#### REQUIREMENTS:
Copy out all the lines below, requests included, and raise every x and y coordinate in the points by 71. Omit the pictures.

---- RAW DATA

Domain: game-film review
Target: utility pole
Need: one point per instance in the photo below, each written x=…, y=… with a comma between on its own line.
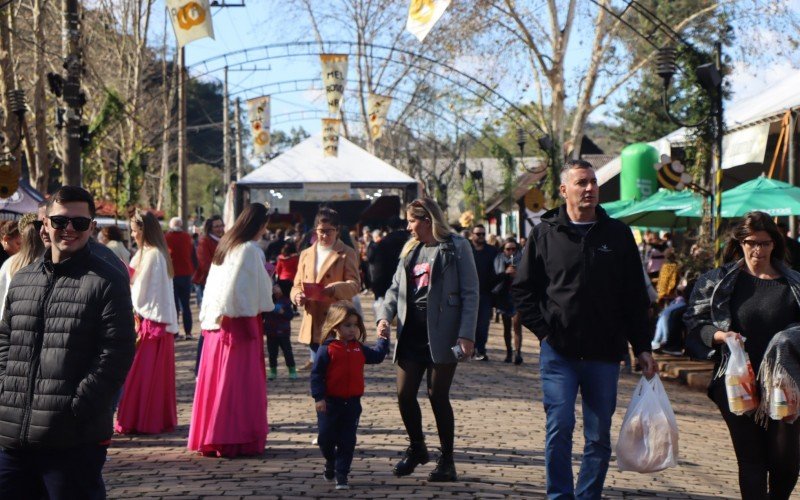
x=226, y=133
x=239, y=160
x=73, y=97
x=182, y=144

--------

#### REPLY:
Domain: game-film review
Target: utility pole
Need: one point per instance in the photo below, each written x=…, y=… with a comma between on its own line.
x=297, y=204
x=310, y=231
x=144, y=168
x=253, y=215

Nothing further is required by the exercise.